_DIRECTIONS FOR THIS TASK_. In the rows from the line containing "of the screen" through the last row, switch each "keypoint" to "marker". Return only those lines, otherwise unchanged.

_ _ _

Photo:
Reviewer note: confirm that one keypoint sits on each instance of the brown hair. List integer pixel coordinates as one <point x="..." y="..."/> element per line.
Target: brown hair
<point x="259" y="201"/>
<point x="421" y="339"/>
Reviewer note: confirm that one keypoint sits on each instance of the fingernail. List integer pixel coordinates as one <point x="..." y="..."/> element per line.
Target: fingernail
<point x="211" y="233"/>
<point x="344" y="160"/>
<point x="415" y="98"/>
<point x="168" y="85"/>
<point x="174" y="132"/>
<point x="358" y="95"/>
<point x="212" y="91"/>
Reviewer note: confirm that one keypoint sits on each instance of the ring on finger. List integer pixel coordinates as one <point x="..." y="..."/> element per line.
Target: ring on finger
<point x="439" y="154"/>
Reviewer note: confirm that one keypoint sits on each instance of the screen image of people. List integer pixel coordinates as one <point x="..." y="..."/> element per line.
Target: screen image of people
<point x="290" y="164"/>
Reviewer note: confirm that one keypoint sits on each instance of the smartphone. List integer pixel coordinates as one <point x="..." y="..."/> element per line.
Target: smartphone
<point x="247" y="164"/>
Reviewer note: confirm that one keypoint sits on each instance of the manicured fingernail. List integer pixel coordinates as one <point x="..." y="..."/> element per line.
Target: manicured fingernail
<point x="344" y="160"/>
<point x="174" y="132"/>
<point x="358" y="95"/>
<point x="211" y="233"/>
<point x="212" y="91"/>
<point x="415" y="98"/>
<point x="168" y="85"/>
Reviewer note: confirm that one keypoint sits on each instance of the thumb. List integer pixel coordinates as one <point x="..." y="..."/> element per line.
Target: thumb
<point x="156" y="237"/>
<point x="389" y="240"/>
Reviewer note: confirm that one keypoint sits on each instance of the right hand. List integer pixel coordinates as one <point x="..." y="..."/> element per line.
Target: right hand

_ _ _

_SOLUTION TO THIS EXERCISE_.
Reviewer note: confirm that one marker sits on each instance of the screen image of people. List integer pixel coordinates as one <point x="..." y="..."/> element per line.
Target: screen image of people
<point x="290" y="164"/>
Reviewer note: confirm that one marker sits on each instance of the smartphone. List integer pixel coordinates as one <point x="..." y="..."/> element per line.
Target: smartphone
<point x="247" y="164"/>
Reviewer note: confirm that one marker sits on each instance of the manicured fingernail. List integer pixel coordinates as one <point x="..." y="..."/> element per line.
Target: manicured fingernail
<point x="344" y="160"/>
<point x="174" y="132"/>
<point x="358" y="95"/>
<point x="211" y="233"/>
<point x="212" y="91"/>
<point x="415" y="98"/>
<point x="168" y="85"/>
Reviewer note: confirm that one marker sits on each instance of the thumb. List integer pixel coordinates as one <point x="..." y="..."/> element per line.
Target: thumb
<point x="156" y="237"/>
<point x="389" y="240"/>
Reviewer note: confirm that one marker sits on each instance of the right hand. List integer pixel coordinates as one <point x="..." y="..."/> element per line.
Target: right hand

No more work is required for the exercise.